■ **TEXTE**:

En tout état de cause

- Condamner solidairement la société REVOLUTIONS PER MINUTE 77 (RPM 77) et la société HVR 77 (anciennement dénommée DIRECT VO), au paiement de la somme de 87.580 € HT, soit 105.002,17 € TTC au titre du remboursement de la taxe foncière due pour les années 2012 à 2018.

- Condamner solidairement la société REVOLUTIONS PER MINUTE 77 (RPM 77) et la société HVR 77 (anciennement dénommée DIRECT VO) à la somme de 10.000 € à titre de dommages et intérêts ;

- Débouter la société G.T.I de sa demande de condamnation de la SC ROBINSON à la relever et la garantir de toutes condamnations pouvant être prononcées à son encontre ;

- Condamner solidairement la société REVOLUTIONS PER MINUTE 77 (RPM 77) et la société HVR 77 (anciennement dénommée DIRECT VO) au paiement de la somme de 10.000 € sur le fondement de l'article 700 du Code de Procédure Civile, ainsi qu'aux entiers dépens de l'instance qui pourront être recouvrés par la SCP REGNIER BEQUET MOISAN, avocat au barreau de PARIS.

■ **DONNÉES FOURNIES**:
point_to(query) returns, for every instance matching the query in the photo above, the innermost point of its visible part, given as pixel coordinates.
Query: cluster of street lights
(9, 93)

■ **ÉNONCÉ DÉTAILLÉ**: Poursuivez le texte juridique sur les demandes de condamnation à partir de sa dernière phrase. Les données n'ont aucun lien avec le texte.

■ **RÉPONSE**:
Dans leurs dernières conclusions notifiées par le RPVA le 7 mai 2019, les sociétés RPM 77 et HVR 77, anciennement DIRECT VO, demandent à la Cour de :

Vu l'article 2224 du Code civil,

Vu les articles1116, 1134 et 1165 du Code civil (ancienne rédaction),

Vu les articles 1382 et suivants du Code civil (ancienne rédaction),

Vu le contrat de bail du 13 décembre 2011,

A titre principal

- Déclarer mal fondée la SC ROBINSON en son appel contre le jugement rendu le 7 novembre 2017 par le Tribunal de Grande Instance de Melun et l'en débouter,

- Débouter la SC ROBINSON de l'ensemble de ses demandes, fins et conclusions à l'encontre des sociétés REVOLUTIONS PER MINUTE 77 et HVR 77,

- Confirmer en toutes ses dispositions le jugement entrepris.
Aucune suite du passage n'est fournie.